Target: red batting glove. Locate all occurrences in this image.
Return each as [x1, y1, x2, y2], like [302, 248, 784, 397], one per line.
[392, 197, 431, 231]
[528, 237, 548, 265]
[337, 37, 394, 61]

* _WORK REQUIRED_
Can you retype the data above line for line, changing nothing?

* _SOLVED PROBLEM_
Target: red batting glove. Locate all occurrences in this image.
Return each as [x1, y1, x2, y2], like [302, 248, 784, 397], one per line.
[392, 197, 431, 231]
[528, 237, 548, 265]
[337, 37, 394, 61]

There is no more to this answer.